*TEXT SEGMENT*
↓↓↓

New Delhi: India’s Goods and Services Tax (GST) framework is witnessing record-breaking tax collections and rapid expansion in compliance activity, but businesses and experts are increasingly warning that the country’s digital tax infrastructure is coming under mounting pressure due to the sheer scale of transactions being processed daily.
Gross GST collections reached a record ₹22.08 lakh crore during the 2025-26 financial year, while April 2026 collections touched an all-time high of ₹2.43 lakh crore, reflecting an 8.7 per cent year-on-year increase despite global economic uncertainties linked to the Iran conflict.
Import-related GST collections reportedly remained one of the key contributors to the rise in revenue.
However, even as collections continue to strengthen, industry experts say the next major challenge for India’s indirect tax regime lies in ensuring that the GST technology backbone can reliably support an increasingly formalised and digitised economy without system disruptions.
GST ecosystem expands rapidly
Since its rollout in 2017, India’s GST system has evolved into one of the world’s largest digital tax ecosystems.
According to industry estimates, the number of registered taxpayers has risen from around 60 lakh to 65 lakh during the early years of GST implementation to more than 1.5 crore taxpayers currently.
Monthly e-Way Bill generation has also increased sharply, regularly crossing 13 crore transactions, while March 2026 alone recorded nearly 14.06 crore e-Way Bills.
Hari Om Yadav, GST Sales Head at Alankit, said the scale of GST operations in India has expanded dramatically over the years.
“Today, more than 1.5 crore taxpayers are registered, billions of invoices flow through the system every year, and e-Way Bills cross 10 crore transactions during peak months,” he said.
He added that businesses now expect uninterrupted compliance systems, faster reconciliations and real-time processing capabilities.
Portal reliability becomes key concern
Despite the success in tax collections, businesses say technical disruptions on the GST portal are increasingly affecting operations, especially during return filing deadlines.
Industry representatives pointed to the nationwide slowdown and technical issues reported on April 20, 2026, during the GSTR-3B filing deadline, which reportedly forced authorities to extend the deadline by one day.
Compliance experts said such disruptions are no longer minor inconveniences, particularly for small businesses and startups that depend heavily on timely Input Tax Credit (ITC) processing and vendor reconciliations.
Samarth Setia, founder of Rezio AI, said portal outages can create immediate financial stress for businesses.
“For startups and MSMEs, portal downtime on filing deadlines means working capital gets blocked, ITC chains are disrupted and vendor relationships suffer,” he said.

↑↑↑

*DATA SEGMENT*
↓↓↓

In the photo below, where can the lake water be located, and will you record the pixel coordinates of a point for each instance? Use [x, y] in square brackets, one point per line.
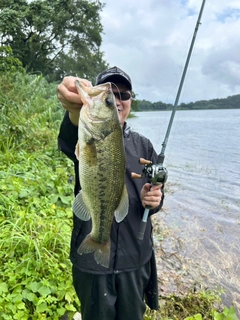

↑↑↑

*PROBLEM STATEMENT*
Reproduce the passage of the article on India's GST collections starting at "Portal reliability becomes" and ending at "return filing deadlines.", keeping every word and punctuation mark unchanged.

*RESPONSE*
Portal reliability becomes key concern
Despite the success in tax collections, businesses say technical disruptions on the GST portal are increasingly affecting operations, especially during return filing deadlines.